▶ Action item A: In the text on pharmacy management systems, reproduce the passage starting at "A pharmacy, however, has" and ending at "doctor ordered it.".
▶ Action item B: According to the text on pharmacy management systems, where does most of the money that enters a pharmacy come from?
▶ Action item C: Pick up the text on pharmacy management systems after its final sentence and keep writing.

▶ Document text:
※

Jul 14 2020 Published by under Uncategorized

Pharmacies are complex businesses. Even a minor pharmacy in a small town has a substantial amount of responsibility and moving parts. In fact, big pharmacies and mom-and-pop pharmacies a like wouldn’t be possible today without the advent of pharmacy management systems.

What is a Pharmacy Management System?

The pharmacy management systems are a type of computer system, often called a pharmacy computer system. These systems are not a single piece of software but rather a unified collection of components that can be added to and removed from the system on a plug-and-play basis. An essential component of any such framework is the point-of-sale (POS) system, which is similar to the POS found in a grocery or hardware store.

Legal and Ethical Responsibilities:

A pharmacy, however, has important responsibilities that a hardware store or grocery generally does not. A pharmacy, for instance, is charged with ensuring that customers get their prescriptions precisely how they are prescribed by their doctor. Mistakes can result in loss of life. For this reasons, pharmacies seek to limit the opportunity for human error. One of the primary ways they do so is by integrating a prescription dispensing system into pharmacy management systems. A prescription dispensing system is robotic and computerized, and it ensures that the prescription is filled precisely how the doctor ordered it.

Billing of Claims:

The vast majority of money that enters a pharmacy’s coffers comes from insurance companies or Medicare and Medicaid rather than directly from the customer. In this way, a pharmacy is a lot like a health organization, and pharmacy computer systems must integrate that aspect as well. After a prescription is filled, modern systems automatically process and track the insurance claim.

※

▶ Data supplied:
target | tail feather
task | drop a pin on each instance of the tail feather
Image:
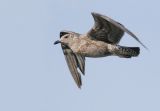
(127, 52)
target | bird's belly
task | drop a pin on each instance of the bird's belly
(94, 51)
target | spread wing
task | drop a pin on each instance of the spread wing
(108, 30)
(74, 62)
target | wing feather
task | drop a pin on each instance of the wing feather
(109, 30)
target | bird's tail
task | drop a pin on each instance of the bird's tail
(126, 52)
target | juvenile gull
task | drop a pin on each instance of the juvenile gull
(102, 40)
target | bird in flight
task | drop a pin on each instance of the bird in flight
(100, 41)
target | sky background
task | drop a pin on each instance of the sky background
(33, 72)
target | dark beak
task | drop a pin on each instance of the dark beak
(57, 42)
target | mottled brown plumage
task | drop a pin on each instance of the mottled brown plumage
(102, 40)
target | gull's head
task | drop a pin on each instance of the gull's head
(66, 38)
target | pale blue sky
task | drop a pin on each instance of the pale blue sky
(34, 75)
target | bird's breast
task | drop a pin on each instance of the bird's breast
(93, 49)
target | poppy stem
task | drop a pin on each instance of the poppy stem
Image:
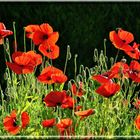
(68, 57)
(75, 65)
(15, 39)
(116, 56)
(24, 40)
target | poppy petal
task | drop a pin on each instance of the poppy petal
(48, 123)
(46, 28)
(25, 119)
(126, 36)
(53, 38)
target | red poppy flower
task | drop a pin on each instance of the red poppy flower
(30, 29)
(48, 123)
(121, 39)
(78, 91)
(137, 122)
(65, 126)
(108, 89)
(45, 34)
(134, 72)
(101, 78)
(51, 51)
(50, 75)
(55, 98)
(84, 113)
(4, 32)
(24, 63)
(137, 104)
(10, 122)
(68, 102)
(134, 52)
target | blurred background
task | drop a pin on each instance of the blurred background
(82, 25)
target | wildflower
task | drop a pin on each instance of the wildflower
(137, 103)
(48, 123)
(4, 32)
(65, 126)
(24, 62)
(30, 30)
(50, 75)
(101, 78)
(84, 113)
(121, 39)
(78, 91)
(10, 122)
(134, 72)
(108, 89)
(68, 102)
(137, 122)
(51, 51)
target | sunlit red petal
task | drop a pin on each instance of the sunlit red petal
(25, 119)
(59, 78)
(108, 89)
(126, 36)
(53, 38)
(84, 113)
(101, 79)
(46, 28)
(48, 123)
(30, 29)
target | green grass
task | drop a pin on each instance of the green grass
(111, 117)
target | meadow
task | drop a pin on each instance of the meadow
(99, 101)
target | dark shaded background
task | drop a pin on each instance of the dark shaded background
(82, 25)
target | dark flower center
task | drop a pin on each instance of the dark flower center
(44, 37)
(15, 123)
(49, 50)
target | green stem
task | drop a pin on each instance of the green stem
(15, 39)
(68, 57)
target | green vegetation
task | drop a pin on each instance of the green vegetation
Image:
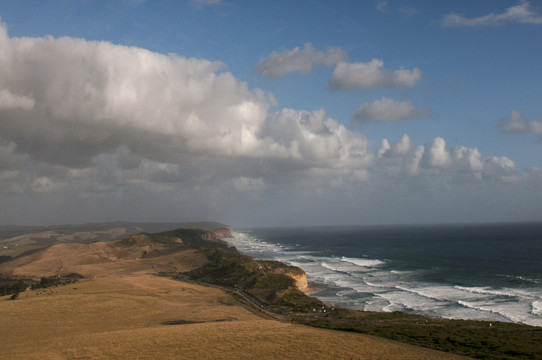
(264, 280)
(268, 283)
(13, 287)
(478, 339)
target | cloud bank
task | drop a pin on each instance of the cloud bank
(298, 60)
(93, 131)
(387, 109)
(521, 14)
(371, 75)
(516, 123)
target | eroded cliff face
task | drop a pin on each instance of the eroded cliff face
(217, 234)
(301, 282)
(296, 273)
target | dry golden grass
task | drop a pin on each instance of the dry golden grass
(121, 317)
(98, 259)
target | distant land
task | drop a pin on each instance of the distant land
(147, 290)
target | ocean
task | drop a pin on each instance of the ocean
(484, 272)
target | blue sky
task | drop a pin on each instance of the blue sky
(344, 112)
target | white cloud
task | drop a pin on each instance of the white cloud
(12, 101)
(371, 75)
(299, 60)
(521, 14)
(93, 131)
(516, 123)
(387, 109)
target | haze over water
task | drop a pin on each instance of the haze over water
(486, 272)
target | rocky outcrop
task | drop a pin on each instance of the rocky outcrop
(217, 234)
(294, 272)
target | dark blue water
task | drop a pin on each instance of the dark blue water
(491, 272)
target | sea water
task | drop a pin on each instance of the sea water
(484, 272)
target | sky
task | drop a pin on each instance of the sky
(270, 113)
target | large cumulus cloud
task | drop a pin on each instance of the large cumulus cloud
(108, 126)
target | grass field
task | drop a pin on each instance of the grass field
(124, 317)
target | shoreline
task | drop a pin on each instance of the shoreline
(491, 316)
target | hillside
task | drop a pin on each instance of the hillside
(121, 309)
(197, 261)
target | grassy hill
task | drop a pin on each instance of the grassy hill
(266, 289)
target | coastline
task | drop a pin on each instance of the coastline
(206, 284)
(341, 280)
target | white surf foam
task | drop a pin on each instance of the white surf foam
(362, 262)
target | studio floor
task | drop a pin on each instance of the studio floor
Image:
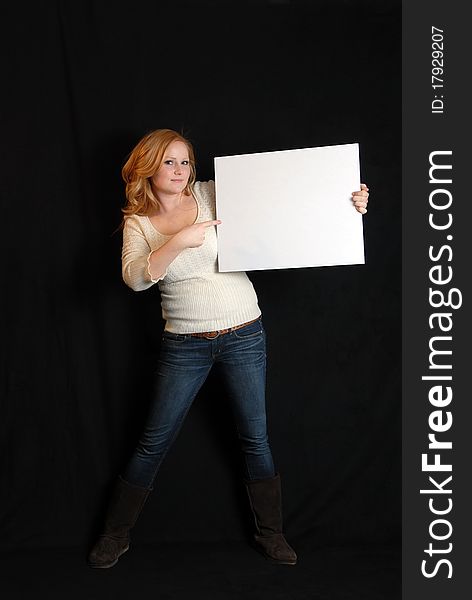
(230, 571)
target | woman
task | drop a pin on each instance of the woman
(169, 238)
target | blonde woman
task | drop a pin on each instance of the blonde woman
(211, 318)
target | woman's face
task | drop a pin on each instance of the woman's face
(172, 176)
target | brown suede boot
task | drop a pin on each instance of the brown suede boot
(125, 505)
(265, 498)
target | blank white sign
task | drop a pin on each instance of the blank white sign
(288, 209)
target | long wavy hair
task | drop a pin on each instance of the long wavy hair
(143, 161)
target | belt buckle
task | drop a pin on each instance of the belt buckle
(212, 337)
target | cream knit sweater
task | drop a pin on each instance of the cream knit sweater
(195, 297)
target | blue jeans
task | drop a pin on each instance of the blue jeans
(183, 365)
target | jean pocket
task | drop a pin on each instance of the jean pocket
(251, 330)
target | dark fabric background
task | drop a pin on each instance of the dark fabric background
(83, 82)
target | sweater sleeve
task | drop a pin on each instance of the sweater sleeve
(135, 257)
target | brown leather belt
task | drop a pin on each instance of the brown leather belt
(215, 334)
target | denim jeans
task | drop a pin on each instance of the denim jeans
(183, 365)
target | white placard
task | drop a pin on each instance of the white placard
(288, 209)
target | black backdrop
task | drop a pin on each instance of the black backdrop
(84, 81)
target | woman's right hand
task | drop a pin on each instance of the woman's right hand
(193, 236)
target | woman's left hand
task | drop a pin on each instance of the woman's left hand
(361, 198)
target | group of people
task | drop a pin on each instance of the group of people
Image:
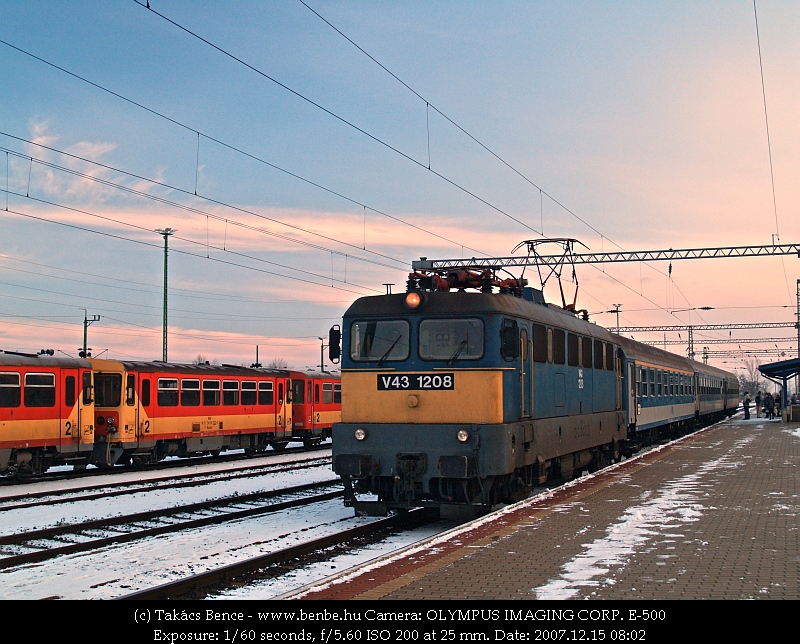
(768, 404)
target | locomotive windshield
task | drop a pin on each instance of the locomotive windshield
(379, 340)
(451, 339)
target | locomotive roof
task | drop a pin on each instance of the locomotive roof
(12, 359)
(462, 303)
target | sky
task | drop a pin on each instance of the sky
(306, 153)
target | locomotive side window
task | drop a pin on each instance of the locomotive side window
(248, 392)
(572, 350)
(379, 340)
(599, 355)
(10, 390)
(265, 393)
(40, 390)
(69, 391)
(451, 339)
(559, 355)
(167, 392)
(108, 388)
(586, 353)
(211, 392)
(190, 393)
(230, 392)
(540, 344)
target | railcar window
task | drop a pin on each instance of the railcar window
(211, 392)
(599, 355)
(69, 391)
(108, 389)
(167, 392)
(40, 390)
(379, 340)
(541, 351)
(451, 339)
(10, 390)
(248, 392)
(190, 393)
(265, 393)
(572, 350)
(586, 352)
(559, 353)
(230, 392)
(298, 390)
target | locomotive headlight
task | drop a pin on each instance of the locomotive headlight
(413, 299)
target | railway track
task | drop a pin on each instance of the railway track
(105, 490)
(40, 545)
(199, 585)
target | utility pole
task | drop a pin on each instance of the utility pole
(86, 323)
(166, 232)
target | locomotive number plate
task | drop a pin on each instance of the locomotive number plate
(415, 382)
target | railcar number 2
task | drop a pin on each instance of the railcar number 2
(415, 381)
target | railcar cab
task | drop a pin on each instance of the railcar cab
(471, 397)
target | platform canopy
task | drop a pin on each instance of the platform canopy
(784, 369)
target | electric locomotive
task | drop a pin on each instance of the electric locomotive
(470, 399)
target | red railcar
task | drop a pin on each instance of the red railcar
(316, 405)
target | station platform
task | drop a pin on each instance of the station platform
(713, 515)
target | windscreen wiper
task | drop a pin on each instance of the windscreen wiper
(389, 350)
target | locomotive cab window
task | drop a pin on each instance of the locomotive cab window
(167, 392)
(10, 390)
(451, 339)
(108, 389)
(379, 340)
(40, 390)
(248, 392)
(190, 393)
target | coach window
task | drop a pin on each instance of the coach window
(167, 392)
(10, 390)
(190, 393)
(572, 350)
(40, 390)
(69, 391)
(230, 392)
(211, 392)
(298, 390)
(265, 393)
(380, 340)
(248, 392)
(541, 350)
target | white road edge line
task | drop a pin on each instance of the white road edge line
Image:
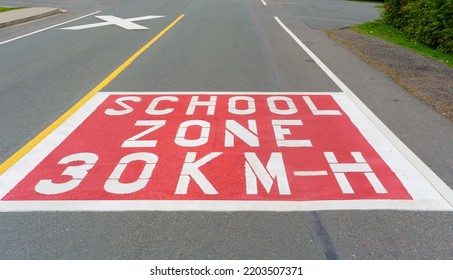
(47, 28)
(442, 188)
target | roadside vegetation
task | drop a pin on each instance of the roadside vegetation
(5, 9)
(425, 26)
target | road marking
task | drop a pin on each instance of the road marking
(47, 28)
(311, 173)
(31, 144)
(179, 159)
(113, 20)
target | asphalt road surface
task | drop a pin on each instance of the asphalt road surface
(234, 48)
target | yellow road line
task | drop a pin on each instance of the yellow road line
(38, 138)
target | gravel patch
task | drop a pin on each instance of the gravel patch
(426, 78)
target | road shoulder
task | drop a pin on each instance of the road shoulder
(424, 77)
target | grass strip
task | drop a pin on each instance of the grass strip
(389, 33)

※

▶ Written answer A:
A pharmacy, however, has important responsibilities that a hardware store or grocery generally does not. A pharmacy, for instance, is charged with ensuring that customers get their prescriptions precisely how they are prescribed by their doctor. Mistakes can result in loss of life. For this reasons, pharmacies seek to limit the opportunity for human error. One of the primary ways they do so is by integrating a prescription dispensing system into pharmacy management systems. A prescription dispensing system is robotic and computerized, and it ensures that the prescription is filled precisely how the doctor ordered it.

▶ Written answer B: It comes from insurance companies or Medicare and Medicaid rather than directly from the customer.

▶ Written answer C:
Compliance with Laws and Regulations:

A pharmacy must also comply with all local, state and federal regulations. The pharmacy cannot rely on the medical professionals for compliance because there can be extenuating circumstances in play, such as two separate doctors unknowingly providing a prescription to the same client. A modern pharmacy system will automatically check any request before it is processed, and if that request is in violation of a law or regulation, it will deny it.

Health Care Network:

The modern pharmacy management systems must also be connected to the health care network that provides services to its area and even throughout the country. Imagine a scenario where a pharmacy needs further instruction when filling a prescription for an out-of-state customer. Modern systems ease that burden by automatically providing the pharmacy with all the contact information and alternative contacts that it needs.